** Written request A **
List every numbered heading in the interview excerpt below, each with its number.

** Given text **
* * *
5. Who and/or what inspires your work?
I’m really fortunate to collaborate with some very talented illustrators and paper artists on some projects, and their ideas, methods for making, and generosity in sharing these inspire me every time.
Mundane, everyday life details inspire me too. I love taking walks and noticing tiny details in all kinds of things, and I’m particularly drawn to plants and flowers. I’m often stopping in fascination with a minuscule feature or color combination of a flower or plant on the sidewalk. I think these tiny observations—plants and otherwise—work their way into some of my work. I consider it a victory when I can work in seemingly insignificant details into an illustration that gives it that extra bit to make it hit home and resonate with the viewer.
6. What role does art play in your life? How does it change the way you view the world?
Art is part of my everyday, whether in creating it, thinking about it, or finding inspiration in everyday things. Or even seeing something and wondering, “What would that look like in paper?” My friends have joked that I must see the world in paper.
I grew up drawing and trying out different crafts from a young age, and was also fortunate that my parents encouraged this and brought my sister and me to museums. So art has always been something I’ve associated with to some degree.
7. Where did you study?
I went to Carnegie Mellon University’s School of Design for Communication Design.
8. Where do you see yourself in five years? Working in an agency?
I see myself continuing to cut paper, and evolving the way in which I approach it. I’m gunning for bigger scale, varied and interesting clients, different settings for my work. I’d love to continue to collaborate with other creatives—I am energized by working with or around other creative friends—perhaps as part of a small collective or shared studio.
9. What about in ten?
* * *
** Data for the task **
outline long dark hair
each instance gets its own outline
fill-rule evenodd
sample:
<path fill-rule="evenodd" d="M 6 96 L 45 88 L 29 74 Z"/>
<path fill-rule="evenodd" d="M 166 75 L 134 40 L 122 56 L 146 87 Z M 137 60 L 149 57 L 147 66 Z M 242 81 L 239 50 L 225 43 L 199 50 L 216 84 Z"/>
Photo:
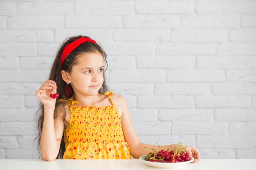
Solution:
<path fill-rule="evenodd" d="M 103 82 L 98 93 L 103 93 L 109 90 L 105 82 L 104 76 L 105 72 L 108 68 L 108 63 L 106 60 L 107 55 L 103 49 L 99 44 L 89 42 L 82 43 L 69 54 L 67 58 L 65 59 L 62 66 L 61 65 L 61 57 L 64 48 L 67 45 L 72 43 L 75 40 L 81 37 L 88 38 L 90 38 L 88 37 L 82 35 L 74 36 L 67 38 L 61 45 L 60 48 L 57 52 L 55 59 L 52 64 L 48 79 L 54 80 L 56 82 L 57 87 L 57 92 L 59 94 L 58 99 L 67 99 L 72 95 L 71 95 L 67 97 L 65 96 L 65 89 L 67 84 L 62 79 L 61 77 L 61 71 L 63 70 L 66 72 L 70 73 L 73 66 L 77 64 L 76 57 L 79 54 L 83 53 L 99 52 L 102 55 L 104 61 L 106 63 L 106 66 L 105 67 L 106 68 L 103 73 L 103 76 L 104 77 Z M 54 119 L 56 117 L 61 117 L 63 121 L 67 121 L 65 120 L 65 118 L 67 114 L 65 111 L 65 102 L 59 102 L 58 100 L 56 100 L 55 108 L 60 108 L 60 107 L 61 110 L 63 111 L 61 112 L 64 113 L 62 114 L 61 115 L 60 115 L 60 113 L 57 113 L 57 112 L 56 111 L 56 109 L 55 109 L 54 115 Z M 34 139 L 34 142 L 35 141 L 37 140 L 37 149 L 39 155 L 39 159 L 42 159 L 41 151 L 40 150 L 40 140 L 42 135 L 42 130 L 43 129 L 44 115 L 44 106 L 40 102 L 39 108 L 36 112 L 36 116 L 35 117 L 35 119 L 37 122 L 37 128 L 38 133 L 37 136 Z M 68 123 L 69 122 L 67 123 Z M 62 159 L 65 149 L 63 134 L 61 142 L 60 150 L 56 159 Z"/>

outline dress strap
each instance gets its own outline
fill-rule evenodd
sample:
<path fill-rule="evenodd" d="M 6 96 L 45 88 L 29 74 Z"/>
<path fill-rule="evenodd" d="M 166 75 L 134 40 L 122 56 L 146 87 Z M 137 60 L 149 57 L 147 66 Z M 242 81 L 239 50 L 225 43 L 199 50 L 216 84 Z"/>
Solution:
<path fill-rule="evenodd" d="M 104 93 L 104 95 L 106 95 L 108 96 L 108 98 L 109 98 L 109 99 L 110 100 L 110 101 L 111 102 L 112 104 L 115 105 L 115 103 L 114 103 L 114 102 L 113 102 L 113 100 L 112 100 L 112 99 L 111 99 L 111 97 L 110 97 L 110 95 L 113 95 L 113 91 L 110 91 L 110 92 L 108 91 L 107 92 Z"/>
<path fill-rule="evenodd" d="M 60 99 L 58 100 L 59 101 L 61 102 L 64 102 L 65 100 L 63 100 L 63 99 Z M 69 99 L 68 100 L 66 100 L 66 102 L 67 103 L 67 105 L 68 105 L 69 106 L 70 106 L 71 105 L 74 105 L 74 104 L 79 104 L 79 102 L 78 101 L 75 101 L 74 100 L 72 99 Z"/>

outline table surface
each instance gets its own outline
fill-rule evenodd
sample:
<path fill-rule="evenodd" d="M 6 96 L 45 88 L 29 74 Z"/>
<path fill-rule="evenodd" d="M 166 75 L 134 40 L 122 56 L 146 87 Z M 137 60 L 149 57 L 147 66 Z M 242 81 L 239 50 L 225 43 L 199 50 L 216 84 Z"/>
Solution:
<path fill-rule="evenodd" d="M 43 159 L 0 159 L 0 169 L 5 170 L 161 169 L 148 166 L 139 159 L 56 159 L 52 161 L 47 161 Z M 196 163 L 189 163 L 178 168 L 171 169 L 255 170 L 256 170 L 256 159 L 203 159 Z"/>

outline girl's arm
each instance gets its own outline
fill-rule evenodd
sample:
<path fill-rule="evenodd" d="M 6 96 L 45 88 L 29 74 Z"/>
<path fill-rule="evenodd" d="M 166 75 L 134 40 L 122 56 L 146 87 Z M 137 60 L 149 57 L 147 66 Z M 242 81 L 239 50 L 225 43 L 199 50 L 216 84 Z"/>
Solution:
<path fill-rule="evenodd" d="M 45 116 L 40 141 L 43 159 L 52 161 L 56 159 L 60 150 L 64 123 L 58 117 L 54 119 L 54 110 L 45 107 Z"/>
<path fill-rule="evenodd" d="M 47 80 L 36 92 L 36 96 L 44 106 L 40 148 L 43 159 L 48 161 L 54 160 L 58 155 L 64 127 L 61 116 L 57 116 L 54 119 L 55 109 L 57 109 L 59 115 L 61 115 L 63 113 L 58 110 L 60 109 L 55 108 L 56 99 L 49 97 L 54 87 L 56 89 L 56 83 L 54 81 Z"/>

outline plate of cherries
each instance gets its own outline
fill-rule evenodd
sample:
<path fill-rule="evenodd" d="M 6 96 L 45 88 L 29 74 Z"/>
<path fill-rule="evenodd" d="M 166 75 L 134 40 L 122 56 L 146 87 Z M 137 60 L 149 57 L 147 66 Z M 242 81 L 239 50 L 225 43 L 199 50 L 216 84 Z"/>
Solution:
<path fill-rule="evenodd" d="M 148 155 L 141 156 L 139 159 L 147 164 L 157 168 L 176 168 L 184 166 L 194 161 L 194 158 L 186 152 L 181 143 L 179 142 L 174 149 L 156 150 L 151 149 Z"/>

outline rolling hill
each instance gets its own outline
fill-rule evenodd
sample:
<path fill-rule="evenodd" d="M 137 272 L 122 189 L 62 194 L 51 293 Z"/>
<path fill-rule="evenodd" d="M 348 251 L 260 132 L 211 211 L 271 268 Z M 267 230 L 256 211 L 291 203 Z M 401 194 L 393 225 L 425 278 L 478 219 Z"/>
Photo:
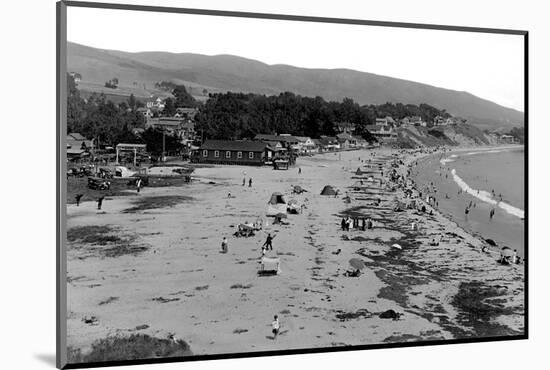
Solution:
<path fill-rule="evenodd" d="M 205 98 L 207 92 L 278 94 L 291 91 L 327 100 L 349 97 L 359 104 L 427 103 L 462 116 L 480 128 L 509 129 L 524 123 L 523 112 L 506 108 L 464 91 L 438 88 L 349 69 L 307 69 L 268 65 L 232 55 L 102 50 L 68 43 L 69 71 L 82 74 L 81 89 L 101 87 L 118 77 L 120 86 L 136 96 L 158 91 L 154 84 L 173 81 Z M 206 91 L 204 91 L 206 90 Z M 127 92 L 128 93 L 128 92 Z"/>

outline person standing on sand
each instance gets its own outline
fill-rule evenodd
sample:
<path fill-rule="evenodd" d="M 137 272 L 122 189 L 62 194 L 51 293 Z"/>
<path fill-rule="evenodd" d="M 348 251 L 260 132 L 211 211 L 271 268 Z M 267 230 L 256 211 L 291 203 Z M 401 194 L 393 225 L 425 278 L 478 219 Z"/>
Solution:
<path fill-rule="evenodd" d="M 277 315 L 273 316 L 273 322 L 271 323 L 271 332 L 273 333 L 273 340 L 277 339 L 277 335 L 279 334 L 280 327 L 281 327 L 281 324 L 279 323 L 279 316 Z"/>
<path fill-rule="evenodd" d="M 271 250 L 271 251 L 273 250 L 273 244 L 272 244 L 273 239 L 275 239 L 275 237 L 271 236 L 271 234 L 268 233 L 267 238 L 265 239 L 265 242 L 263 244 L 265 246 L 265 249 Z"/>
<path fill-rule="evenodd" d="M 227 238 L 224 236 L 222 239 L 222 253 L 227 253 L 229 247 L 229 243 L 227 242 Z"/>
<path fill-rule="evenodd" d="M 104 198 L 105 197 L 103 196 L 103 197 L 101 197 L 97 200 L 97 209 L 99 209 L 99 210 L 101 209 L 101 206 L 103 205 L 103 199 Z"/>

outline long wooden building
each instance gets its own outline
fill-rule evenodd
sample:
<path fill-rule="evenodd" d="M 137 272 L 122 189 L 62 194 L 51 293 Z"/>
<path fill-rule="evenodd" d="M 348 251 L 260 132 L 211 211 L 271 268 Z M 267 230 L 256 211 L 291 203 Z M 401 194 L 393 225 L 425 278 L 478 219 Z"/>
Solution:
<path fill-rule="evenodd" d="M 273 149 L 261 141 L 206 140 L 193 151 L 191 162 L 262 166 L 272 157 Z"/>

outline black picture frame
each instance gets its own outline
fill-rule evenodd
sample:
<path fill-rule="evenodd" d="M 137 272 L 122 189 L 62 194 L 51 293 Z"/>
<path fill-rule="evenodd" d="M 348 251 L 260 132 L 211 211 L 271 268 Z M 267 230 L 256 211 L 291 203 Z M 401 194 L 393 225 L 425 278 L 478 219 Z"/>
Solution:
<path fill-rule="evenodd" d="M 285 20 L 285 21 L 299 21 L 299 22 L 316 22 L 316 23 L 332 23 L 332 24 L 345 24 L 345 25 L 364 25 L 364 26 L 382 26 L 393 28 L 409 28 L 409 29 L 425 29 L 425 30 L 440 30 L 440 31 L 459 31 L 459 32 L 478 32 L 478 33 L 491 33 L 502 35 L 518 35 L 524 39 L 524 127 L 525 127 L 525 156 L 524 156 L 524 186 L 525 186 L 525 326 L 524 334 L 506 336 L 506 337 L 483 337 L 483 338 L 468 338 L 468 339 L 452 339 L 452 340 L 427 340 L 422 342 L 408 342 L 408 343 L 388 343 L 388 344 L 369 344 L 369 345 L 354 345 L 346 347 L 326 347 L 326 348 L 304 348 L 295 350 L 276 350 L 276 351 L 262 351 L 262 352 L 243 352 L 232 354 L 215 354 L 215 355 L 197 355 L 191 357 L 170 357 L 170 358 L 156 358 L 156 359 L 142 359 L 142 360 L 124 360 L 124 361 L 109 361 L 109 362 L 96 362 L 96 363 L 67 363 L 67 351 L 66 351 L 66 184 L 65 174 L 67 170 L 65 153 L 66 143 L 66 113 L 67 113 L 67 60 L 66 60 L 66 42 L 67 42 L 67 8 L 79 7 L 79 8 L 99 8 L 99 9 L 112 9 L 112 10 L 128 10 L 139 12 L 161 12 L 161 13 L 176 13 L 176 14 L 191 14 L 191 15 L 207 15 L 214 17 L 238 17 L 238 18 L 256 18 L 265 20 Z M 56 69 L 56 82 L 57 82 L 57 143 L 56 143 L 56 195 L 57 195 L 57 212 L 56 212 L 56 228 L 57 228 L 57 248 L 56 248 L 56 365 L 58 368 L 63 369 L 76 369 L 76 368 L 93 368 L 93 367 L 110 367 L 121 365 L 138 365 L 138 364 L 158 364 L 158 363 L 172 363 L 172 362 L 188 362 L 188 361 L 204 361 L 204 360 L 218 360 L 218 359 L 231 359 L 231 358 L 245 358 L 245 357 L 263 357 L 263 356 L 280 356 L 280 355 L 295 355 L 295 354 L 314 354 L 323 352 L 342 352 L 342 351 L 359 351 L 367 349 L 382 349 L 382 348 L 403 348 L 403 347 L 421 347 L 421 346 L 434 346 L 434 345 L 449 345 L 449 344 L 463 344 L 463 343 L 482 343 L 482 342 L 496 342 L 496 341 L 510 341 L 510 340 L 524 340 L 529 338 L 529 247 L 528 247 L 528 235 L 529 235 L 529 32 L 526 30 L 514 30 L 514 29 L 496 29 L 496 28 L 480 28 L 480 27 L 462 27 L 451 25 L 434 25 L 434 24 L 421 24 L 421 23 L 403 23 L 403 22 L 385 22 L 378 20 L 361 20 L 361 19 L 343 19 L 343 18 L 329 18 L 329 17 L 313 17 L 303 15 L 288 15 L 288 14 L 268 14 L 268 13 L 253 13 L 253 12 L 236 12 L 225 10 L 210 10 L 210 9 L 191 9 L 191 8 L 177 8 L 177 7 L 159 7 L 159 6 L 144 6 L 144 5 L 131 5 L 131 4 L 111 4 L 100 2 L 79 2 L 79 1 L 59 1 L 56 6 L 57 15 L 57 69 Z"/>

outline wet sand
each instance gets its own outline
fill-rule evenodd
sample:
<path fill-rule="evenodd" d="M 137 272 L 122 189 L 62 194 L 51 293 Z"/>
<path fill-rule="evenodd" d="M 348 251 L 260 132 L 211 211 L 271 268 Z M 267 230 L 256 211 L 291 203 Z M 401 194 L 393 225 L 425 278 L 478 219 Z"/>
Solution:
<path fill-rule="evenodd" d="M 393 212 L 404 195 L 380 185 L 378 165 L 387 172 L 394 153 L 299 158 L 288 171 L 200 168 L 192 184 L 107 198 L 101 211 L 94 202 L 68 205 L 69 232 L 106 226 L 118 238 L 95 246 L 69 242 L 68 345 L 86 351 L 108 335 L 174 333 L 200 355 L 522 334 L 523 265 L 497 264 L 479 239 L 437 212 Z M 414 159 L 400 155 L 405 163 Z M 356 176 L 358 167 L 367 173 Z M 242 186 L 244 171 L 252 187 Z M 371 176 L 376 181 L 367 182 Z M 365 185 L 354 190 L 360 178 Z M 319 195 L 325 184 L 340 196 Z M 292 185 L 309 191 L 292 195 Z M 267 219 L 276 191 L 305 204 L 304 212 L 289 215 L 289 225 L 269 219 L 254 237 L 234 237 L 239 223 Z M 375 198 L 380 205 L 372 205 Z M 156 208 L 147 199 L 157 199 Z M 372 217 L 374 229 L 341 231 L 346 214 Z M 411 231 L 412 220 L 419 230 Z M 258 277 L 267 232 L 276 235 L 270 253 L 280 257 L 282 272 Z M 220 253 L 224 236 L 227 254 Z M 437 247 L 428 245 L 434 236 L 443 237 Z M 104 253 L 116 243 L 128 254 Z M 361 276 L 344 276 L 350 258 L 367 265 Z M 388 309 L 404 315 L 380 318 Z M 273 340 L 275 314 L 281 334 Z M 91 316 L 93 324 L 83 322 Z"/>

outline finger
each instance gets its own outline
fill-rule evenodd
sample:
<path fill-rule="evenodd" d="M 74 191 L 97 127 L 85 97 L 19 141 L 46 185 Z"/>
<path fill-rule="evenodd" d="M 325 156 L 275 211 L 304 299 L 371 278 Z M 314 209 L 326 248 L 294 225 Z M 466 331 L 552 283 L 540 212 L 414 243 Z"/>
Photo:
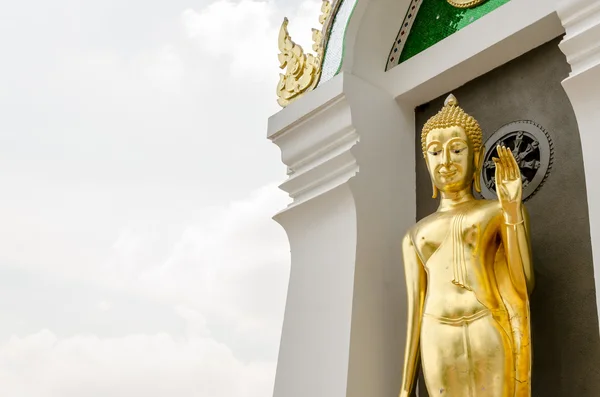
* * *
** Written request B **
From the records, copy the lines word for word, starting with the line that contains "outline rolling hill" and going on through the line that contains "205 98 L 207". Leave the picture out of your copy.

** Task response A **
5. Who and/or what inspires your work?
6. What role does art play in your life? How does it change the way you view the world?
7. Where did you study?
8. Where do you see yourself in five years? Working in an agency?
9. What about in ten?

** Task response B **
outline rolling hill
each instance gets its own outline
fill-rule evenodd
sample:
<path fill-rule="evenodd" d="M 137 272 L 122 189 L 62 194 L 51 293 Z"/>
<path fill-rule="evenodd" d="M 348 251 L 260 132 L 211 211 L 271 268 Z M 267 230 L 256 211 L 291 203 Z M 401 194 L 393 225 L 425 278 L 478 219 Z"/>
Photo:
Solution:
<path fill-rule="evenodd" d="M 205 98 L 207 92 L 278 94 L 291 91 L 327 100 L 349 97 L 359 104 L 427 103 L 462 116 L 480 128 L 509 129 L 524 123 L 523 112 L 506 108 L 464 91 L 438 88 L 349 69 L 307 69 L 268 65 L 232 55 L 102 50 L 68 43 L 69 71 L 82 74 L 81 89 L 101 87 L 118 77 L 120 86 L 136 96 L 158 91 L 154 84 L 173 81 Z M 206 91 L 204 91 L 206 90 Z M 127 92 L 128 93 L 128 92 Z"/>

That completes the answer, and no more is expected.